GEZEIGTER AUSZUG:
::::::::::

Dass er andererseits mit Fragen nach Dianas Warum und Wieso nervt, dass er mitunter mehr Vorwürfe als Hilfe zu bieten hat, ist allzu menschlich. Die Show wirft die Frage nach Schmerzen zulassen oder verdrängen auf, sehr wohl ausstellend, dass in dieser Zeit das funktionstüchtige Runterschlucken die gewünschte Lösung ist. Als wären sie die Antipoden agieren Dominik Hees als Natalies Freund Henry, ein von der Schlechtigkeit der Welt so überzeugter Kiffer, dass er frohgemut, weil überraschungsresistent durch diese wandeln kann, und Ramin Dustdar in der Rolle diverser Psychiater, die er mal wienerisch-freudianisch, mal zumindest in Dianas Fantasie als Rockstar anlegt. Auf ihren Fahnen steht Kurieren um jeden Preis, und auch wenn es – siehe eine gruselige Elektrokrampftherapie à la McMurphy – barbarisch ist, der Zweck heiligt die Mittel.

Die Tochter fühlt sich ungeliebt und flippt samt Freund aus: Sabrina Weckerlin und Dominik Hees. Bild: Günter Meier

Die Tochter fühlt sich ungeliebt und flippt samt Freund aus: Sabrina Weckerlin und Dominik Hees. Bild: Guenter Meier

Charismatisches Hirngespinst: Dirk Johnston als Gabe. Bild: Günter Meier

Charismatisches Hirngespinst: Dirk Johnston. Bild: Guenter Meier

 

 

 

 

 

 

 

 

Und dann ist da ein dritter, der an der Mutter zerrt. Der Sohn Gabe. Und sein Darsteller Dirk Johnston ist jedenfalls für die, die ihn noch nicht kannten, die Sensation des Abends. Ein charismatischer junger Mann, der im Ausdruck was vom jungen Leo hat, und ohne dessen Kraft die Übung ungleich schwerer zu stemmen wäre. Er ist ein egoistischer, ergo böser Geist, will er Diana doch auf seine Seite, und das muss bedeuten: aus dem Leben, ziehen. Überall im zweigeschoßigen Stahlkonstrukt des Bühnenbilds taucht er auf, als wäre es nur ein Gerüst für seine Handlungen, und auch auf der Videowand dahinter erscheint zigfach sein Lager-than-Life-Gesicht. Ein volldosiert eingesetzter Effekt. Johnston kann’s knackig oder ganz zart, nicht umsonst ist der Sänger aus Schottland auf dem besten Weg zum Star.

::::::::::

BEREITGESTELLTES MATERIAL:
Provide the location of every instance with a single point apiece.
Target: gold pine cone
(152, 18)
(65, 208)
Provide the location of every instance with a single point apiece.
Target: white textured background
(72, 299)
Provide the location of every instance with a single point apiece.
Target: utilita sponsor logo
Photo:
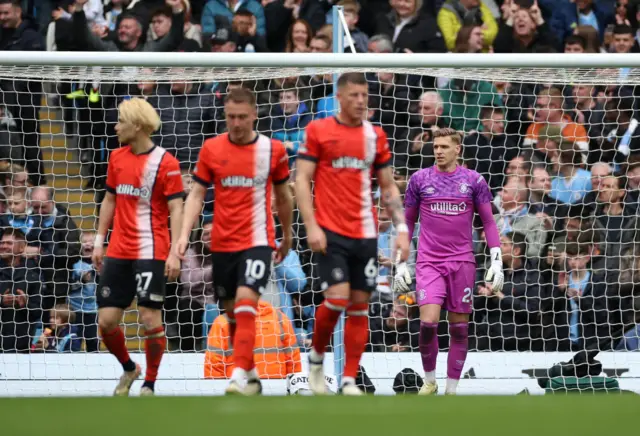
(446, 208)
(351, 163)
(131, 190)
(241, 182)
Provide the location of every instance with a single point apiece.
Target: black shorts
(122, 280)
(250, 268)
(348, 260)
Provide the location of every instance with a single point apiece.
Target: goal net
(559, 148)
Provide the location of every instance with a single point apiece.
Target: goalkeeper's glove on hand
(494, 275)
(402, 279)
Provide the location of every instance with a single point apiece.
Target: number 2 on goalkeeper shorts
(466, 298)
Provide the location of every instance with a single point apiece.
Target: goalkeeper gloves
(402, 279)
(494, 275)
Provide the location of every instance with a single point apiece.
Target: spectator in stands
(245, 27)
(469, 40)
(589, 112)
(217, 11)
(621, 133)
(188, 118)
(547, 147)
(575, 44)
(82, 295)
(17, 216)
(23, 98)
(393, 102)
(130, 32)
(456, 14)
(276, 353)
(112, 11)
(351, 15)
(161, 22)
(591, 38)
(579, 299)
(281, 14)
(570, 15)
(599, 171)
(515, 216)
(11, 148)
(58, 237)
(540, 202)
(519, 167)
(380, 43)
(463, 100)
(225, 40)
(20, 293)
(549, 109)
(61, 335)
(288, 120)
(623, 39)
(510, 320)
(411, 29)
(196, 290)
(298, 37)
(489, 150)
(524, 31)
(572, 182)
(618, 218)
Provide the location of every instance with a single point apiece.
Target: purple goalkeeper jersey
(446, 203)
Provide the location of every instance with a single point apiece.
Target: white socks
(452, 385)
(238, 375)
(252, 374)
(430, 376)
(348, 381)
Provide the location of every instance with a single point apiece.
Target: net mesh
(599, 76)
(557, 147)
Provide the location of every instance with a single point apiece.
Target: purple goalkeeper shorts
(447, 284)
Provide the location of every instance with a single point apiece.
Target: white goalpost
(410, 94)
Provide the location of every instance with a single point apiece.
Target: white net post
(124, 74)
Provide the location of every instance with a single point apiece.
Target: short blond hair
(139, 112)
(448, 132)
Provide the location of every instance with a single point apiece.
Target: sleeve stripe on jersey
(201, 181)
(308, 157)
(383, 165)
(280, 182)
(180, 194)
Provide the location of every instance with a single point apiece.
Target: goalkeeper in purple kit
(445, 197)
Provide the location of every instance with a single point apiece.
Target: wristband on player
(496, 254)
(98, 241)
(402, 228)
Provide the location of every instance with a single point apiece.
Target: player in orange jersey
(243, 166)
(341, 155)
(144, 188)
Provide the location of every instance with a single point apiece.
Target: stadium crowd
(562, 161)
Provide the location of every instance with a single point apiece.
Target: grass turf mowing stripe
(308, 416)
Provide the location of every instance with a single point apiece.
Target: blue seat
(211, 312)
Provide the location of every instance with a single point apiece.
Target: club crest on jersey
(243, 182)
(447, 208)
(351, 163)
(143, 192)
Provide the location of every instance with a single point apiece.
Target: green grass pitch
(328, 416)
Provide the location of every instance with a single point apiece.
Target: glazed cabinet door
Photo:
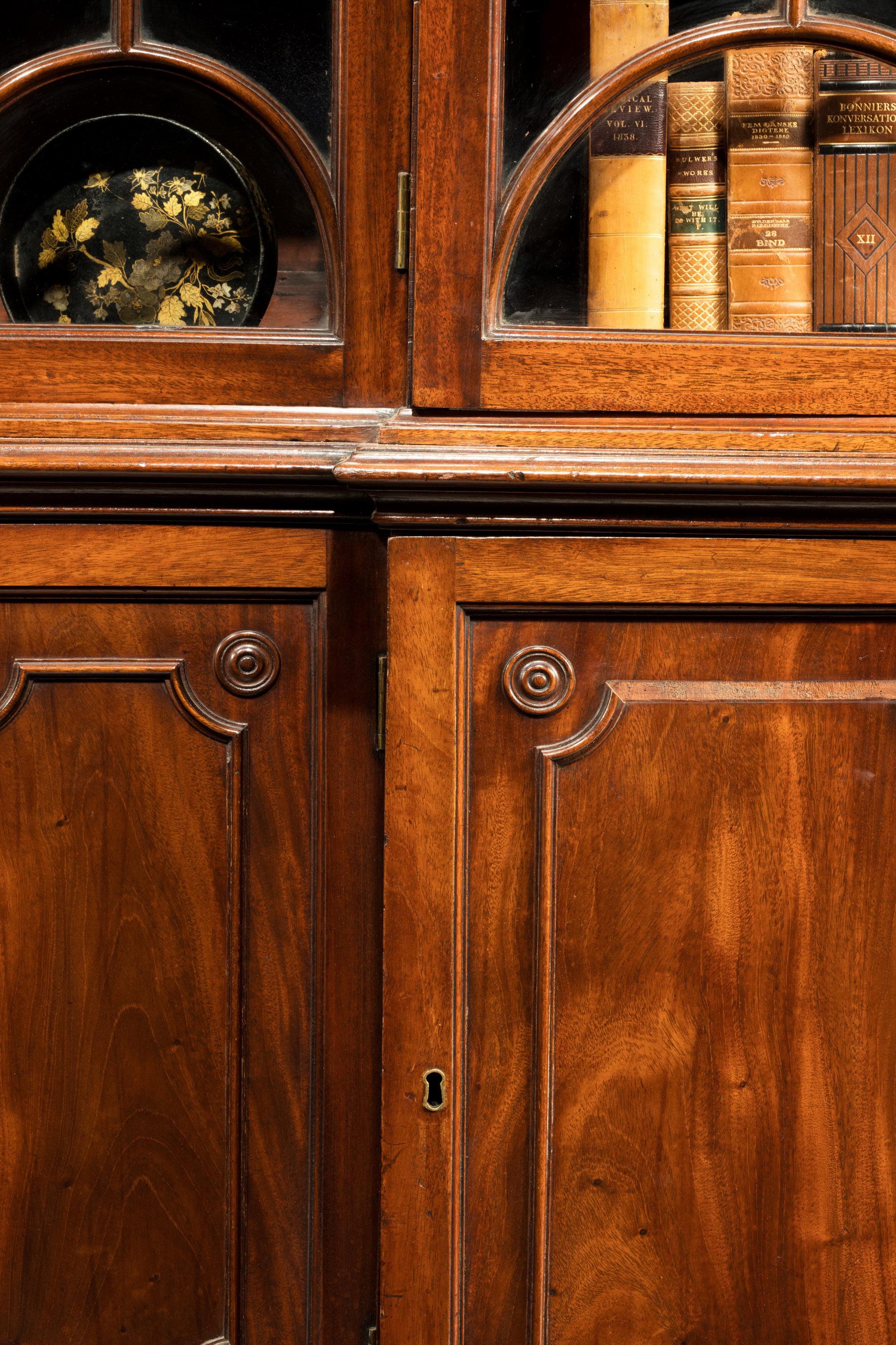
(177, 1163)
(640, 943)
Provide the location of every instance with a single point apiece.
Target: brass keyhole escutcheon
(435, 1091)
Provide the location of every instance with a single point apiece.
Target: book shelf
(476, 349)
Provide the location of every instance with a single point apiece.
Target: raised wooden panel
(715, 1060)
(160, 922)
(121, 953)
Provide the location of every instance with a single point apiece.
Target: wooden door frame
(433, 587)
(467, 226)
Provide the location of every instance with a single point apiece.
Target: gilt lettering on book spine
(855, 195)
(770, 190)
(628, 206)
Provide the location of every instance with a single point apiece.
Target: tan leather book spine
(697, 234)
(855, 194)
(770, 189)
(628, 209)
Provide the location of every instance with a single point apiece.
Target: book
(697, 232)
(628, 186)
(770, 189)
(855, 194)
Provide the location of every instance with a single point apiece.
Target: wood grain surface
(660, 946)
(190, 920)
(664, 571)
(130, 556)
(708, 1048)
(156, 1118)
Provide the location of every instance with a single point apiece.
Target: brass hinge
(403, 222)
(382, 677)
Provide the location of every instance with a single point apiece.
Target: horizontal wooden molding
(163, 556)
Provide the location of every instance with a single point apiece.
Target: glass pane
(130, 217)
(30, 33)
(751, 194)
(875, 11)
(552, 52)
(283, 46)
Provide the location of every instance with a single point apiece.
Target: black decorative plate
(135, 220)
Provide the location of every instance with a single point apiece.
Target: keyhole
(433, 1090)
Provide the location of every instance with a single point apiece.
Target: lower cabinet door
(641, 943)
(174, 1161)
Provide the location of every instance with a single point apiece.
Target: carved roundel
(248, 664)
(539, 681)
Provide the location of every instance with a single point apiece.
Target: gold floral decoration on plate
(189, 269)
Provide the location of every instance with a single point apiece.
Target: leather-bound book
(697, 241)
(628, 212)
(855, 194)
(770, 189)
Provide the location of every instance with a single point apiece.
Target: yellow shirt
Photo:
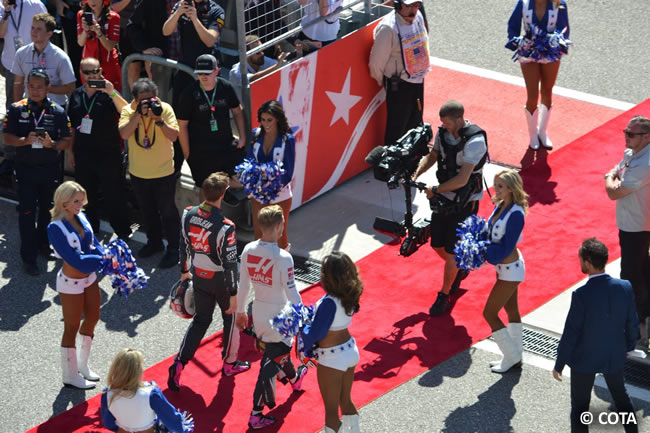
(158, 160)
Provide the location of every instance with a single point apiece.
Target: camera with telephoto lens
(399, 161)
(152, 104)
(395, 164)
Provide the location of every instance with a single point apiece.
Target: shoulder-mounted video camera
(395, 165)
(399, 161)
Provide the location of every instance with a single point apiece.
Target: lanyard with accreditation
(414, 44)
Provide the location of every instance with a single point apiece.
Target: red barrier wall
(336, 109)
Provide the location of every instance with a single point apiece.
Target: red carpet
(396, 337)
(498, 108)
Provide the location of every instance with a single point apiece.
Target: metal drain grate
(540, 343)
(306, 270)
(636, 372)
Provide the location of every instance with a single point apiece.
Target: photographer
(98, 32)
(460, 149)
(96, 153)
(199, 24)
(38, 128)
(150, 127)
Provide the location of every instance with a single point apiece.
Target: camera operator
(39, 129)
(150, 127)
(460, 149)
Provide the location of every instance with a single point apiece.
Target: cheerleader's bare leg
(532, 76)
(501, 293)
(549, 73)
(72, 306)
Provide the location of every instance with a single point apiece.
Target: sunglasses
(629, 134)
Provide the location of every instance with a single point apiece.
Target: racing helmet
(181, 299)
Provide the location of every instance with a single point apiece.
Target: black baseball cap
(39, 72)
(205, 64)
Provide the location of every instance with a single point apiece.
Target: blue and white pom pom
(261, 180)
(543, 46)
(292, 318)
(472, 243)
(188, 424)
(122, 268)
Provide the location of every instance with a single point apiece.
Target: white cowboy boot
(71, 376)
(514, 330)
(544, 116)
(507, 346)
(84, 343)
(532, 129)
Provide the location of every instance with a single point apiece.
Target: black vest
(448, 166)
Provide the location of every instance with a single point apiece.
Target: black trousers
(36, 186)
(207, 295)
(635, 267)
(276, 357)
(403, 111)
(105, 176)
(581, 386)
(156, 200)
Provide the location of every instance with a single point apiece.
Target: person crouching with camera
(150, 127)
(39, 129)
(460, 149)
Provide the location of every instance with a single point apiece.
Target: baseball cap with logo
(205, 64)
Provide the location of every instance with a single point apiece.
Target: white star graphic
(343, 102)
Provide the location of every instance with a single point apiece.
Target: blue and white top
(142, 411)
(329, 315)
(283, 150)
(504, 232)
(84, 254)
(556, 17)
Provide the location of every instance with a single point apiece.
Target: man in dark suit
(601, 327)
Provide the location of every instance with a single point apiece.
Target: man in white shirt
(15, 28)
(628, 183)
(41, 53)
(268, 270)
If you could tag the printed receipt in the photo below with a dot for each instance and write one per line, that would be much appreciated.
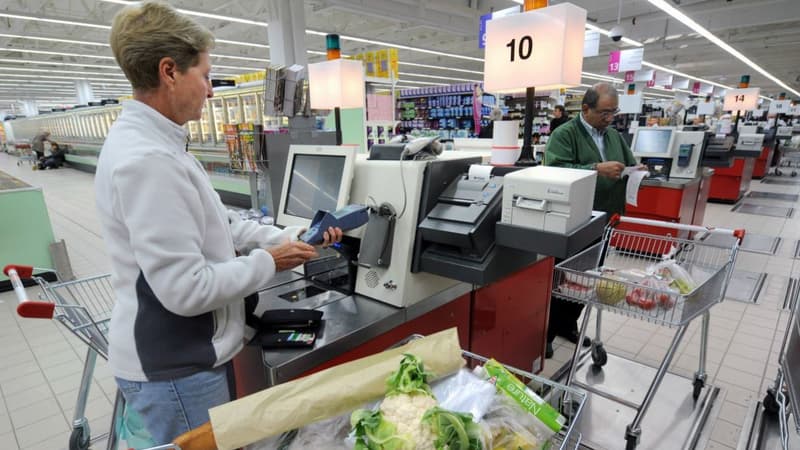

::::::::::

Bitte führe die Kritik der Musicalaufführung oben nach ihrem letzten Satz weiter.

ENDGÜLTIGE ANTWORT:
Am Ende heißt die Message, dass man, was man liebt, loslassen muss. Falls es sich nicht zu sehr an einen klammert. Dass, weil’s diesbezüglich weitgehend offen ausgeht, das Ensemble das Publikum mit ein bisschen viel „Liiiiiicht!“ verabschiedet, es dabei direkt adressiert und damit gleichsam missioniert, hält man aus. Es hat davor ja genug Schatten gegeben. Standing Ovations.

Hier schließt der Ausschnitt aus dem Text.